Extract every line of the records below that contains the word "marking", copying each line in full.

* * * *

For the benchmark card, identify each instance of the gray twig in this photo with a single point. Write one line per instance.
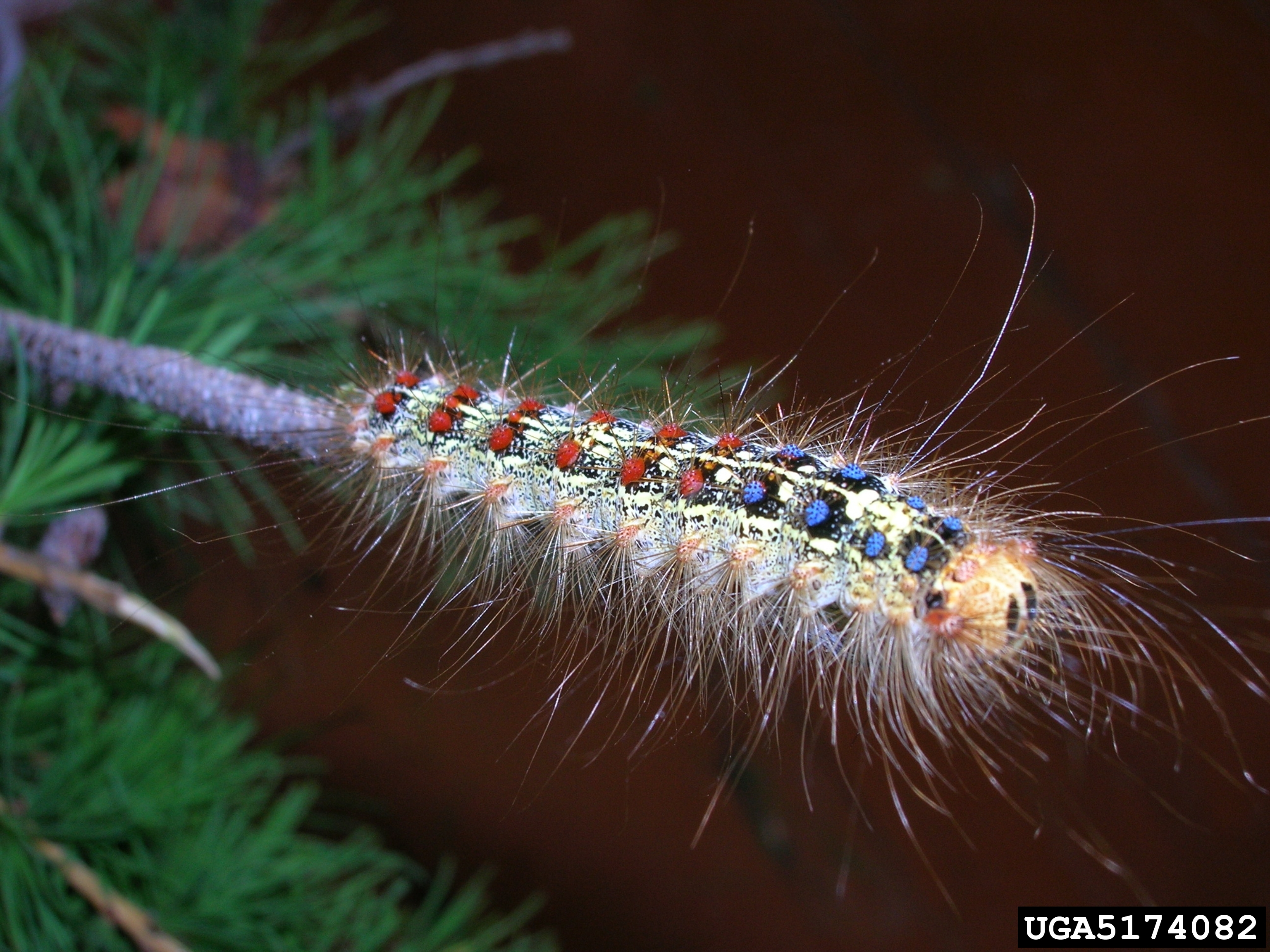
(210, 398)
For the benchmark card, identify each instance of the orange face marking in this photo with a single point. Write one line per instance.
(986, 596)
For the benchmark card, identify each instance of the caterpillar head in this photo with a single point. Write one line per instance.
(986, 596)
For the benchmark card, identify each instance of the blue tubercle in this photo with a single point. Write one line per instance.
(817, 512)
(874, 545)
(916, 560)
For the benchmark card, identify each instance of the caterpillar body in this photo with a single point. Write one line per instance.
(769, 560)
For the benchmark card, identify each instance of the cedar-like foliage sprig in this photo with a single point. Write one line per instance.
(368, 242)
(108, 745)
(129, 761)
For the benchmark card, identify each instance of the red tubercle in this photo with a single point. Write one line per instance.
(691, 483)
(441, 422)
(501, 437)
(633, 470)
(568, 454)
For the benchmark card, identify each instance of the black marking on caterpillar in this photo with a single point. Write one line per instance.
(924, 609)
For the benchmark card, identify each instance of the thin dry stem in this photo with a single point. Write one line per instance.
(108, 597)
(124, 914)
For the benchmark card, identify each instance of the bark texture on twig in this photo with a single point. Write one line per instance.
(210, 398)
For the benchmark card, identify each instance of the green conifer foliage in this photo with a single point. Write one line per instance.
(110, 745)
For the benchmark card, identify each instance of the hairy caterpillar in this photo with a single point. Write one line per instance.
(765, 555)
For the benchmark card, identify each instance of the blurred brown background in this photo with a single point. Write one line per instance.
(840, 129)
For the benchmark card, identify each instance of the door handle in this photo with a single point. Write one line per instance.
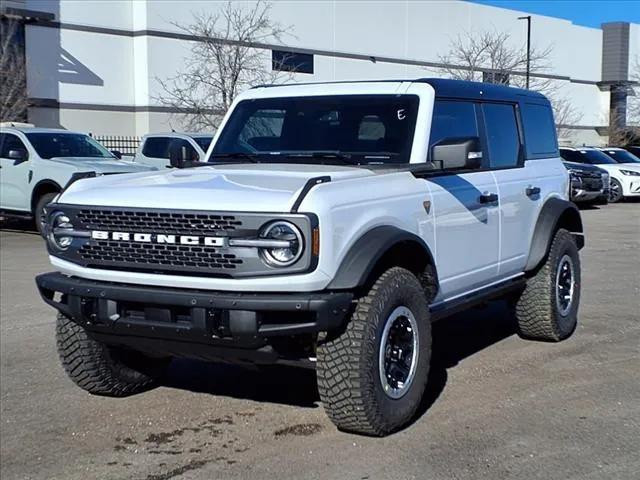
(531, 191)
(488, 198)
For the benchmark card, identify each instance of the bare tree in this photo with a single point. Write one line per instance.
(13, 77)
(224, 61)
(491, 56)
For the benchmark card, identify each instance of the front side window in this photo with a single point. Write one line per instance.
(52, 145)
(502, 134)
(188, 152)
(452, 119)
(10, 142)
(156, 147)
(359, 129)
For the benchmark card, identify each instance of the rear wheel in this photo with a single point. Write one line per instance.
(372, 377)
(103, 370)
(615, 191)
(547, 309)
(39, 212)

* * * *

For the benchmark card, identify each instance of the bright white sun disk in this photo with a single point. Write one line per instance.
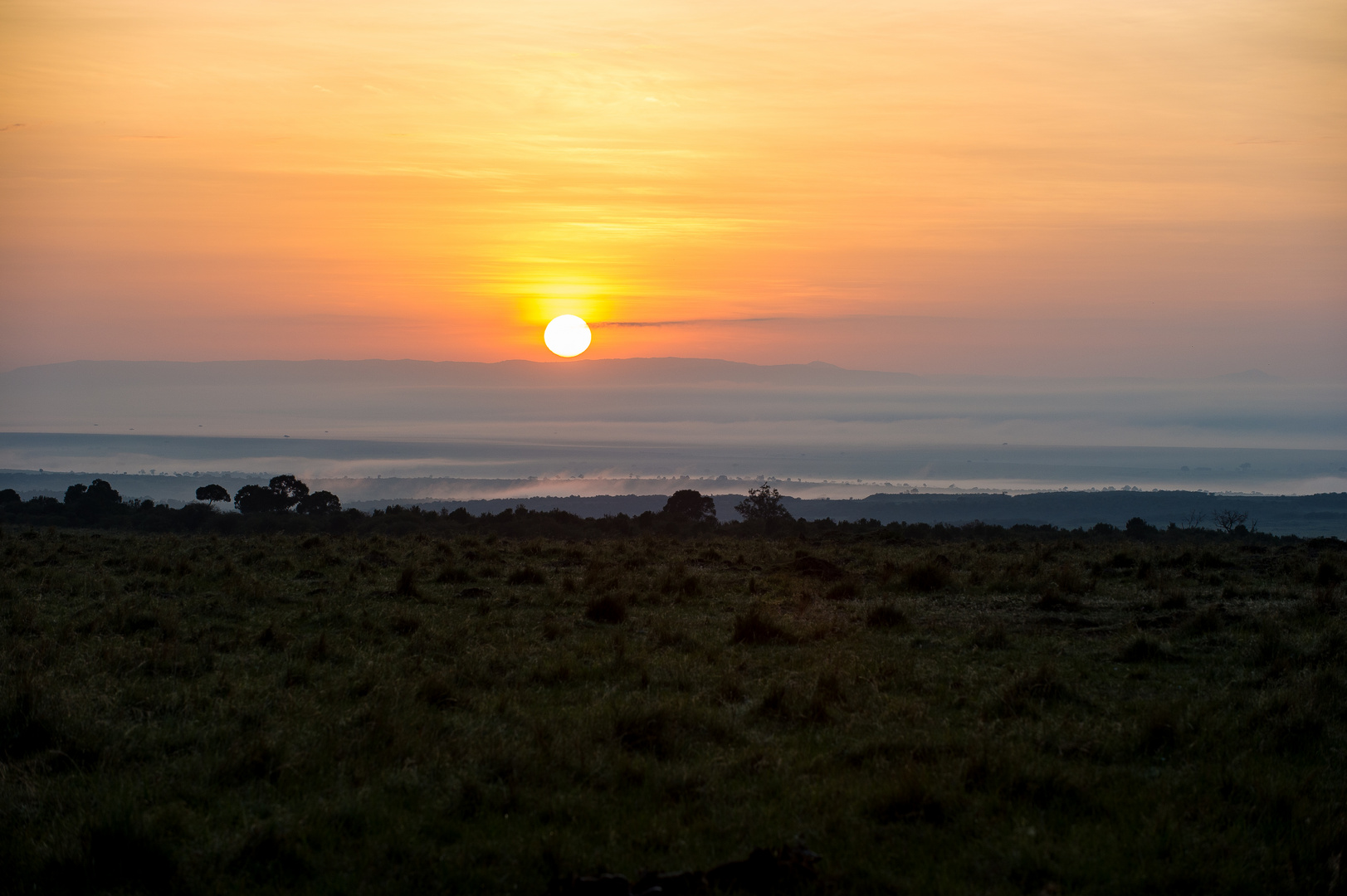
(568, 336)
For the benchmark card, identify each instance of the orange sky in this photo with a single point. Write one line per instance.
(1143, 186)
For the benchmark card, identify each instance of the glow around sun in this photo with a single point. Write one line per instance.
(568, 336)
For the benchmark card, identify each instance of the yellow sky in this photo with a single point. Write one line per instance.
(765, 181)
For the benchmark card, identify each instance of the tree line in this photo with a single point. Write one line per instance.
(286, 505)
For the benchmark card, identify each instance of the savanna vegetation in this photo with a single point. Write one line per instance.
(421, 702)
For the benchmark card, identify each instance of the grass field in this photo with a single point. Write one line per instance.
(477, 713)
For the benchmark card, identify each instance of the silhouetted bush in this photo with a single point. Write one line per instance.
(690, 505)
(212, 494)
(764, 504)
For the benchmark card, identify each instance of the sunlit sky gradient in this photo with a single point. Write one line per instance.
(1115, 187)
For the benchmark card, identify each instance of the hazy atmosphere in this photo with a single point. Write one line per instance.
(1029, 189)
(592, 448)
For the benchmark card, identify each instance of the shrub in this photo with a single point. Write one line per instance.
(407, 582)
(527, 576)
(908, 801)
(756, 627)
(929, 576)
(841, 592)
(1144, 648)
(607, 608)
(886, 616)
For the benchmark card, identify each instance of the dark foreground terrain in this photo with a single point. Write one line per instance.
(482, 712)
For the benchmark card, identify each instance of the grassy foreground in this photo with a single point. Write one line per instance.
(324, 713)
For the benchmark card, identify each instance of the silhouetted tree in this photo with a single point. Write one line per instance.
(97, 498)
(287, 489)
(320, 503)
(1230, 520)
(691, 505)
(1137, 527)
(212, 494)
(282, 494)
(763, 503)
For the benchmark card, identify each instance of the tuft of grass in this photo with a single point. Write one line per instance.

* * * *

- [Response to the task]
For the benchmark card, identify each instance of the orange face marking in this photo with a single point. Write one line per instance.
For the benchmark card, identify each instance of the black marking on caterpillar in this photo with a single point. Write one line per instance.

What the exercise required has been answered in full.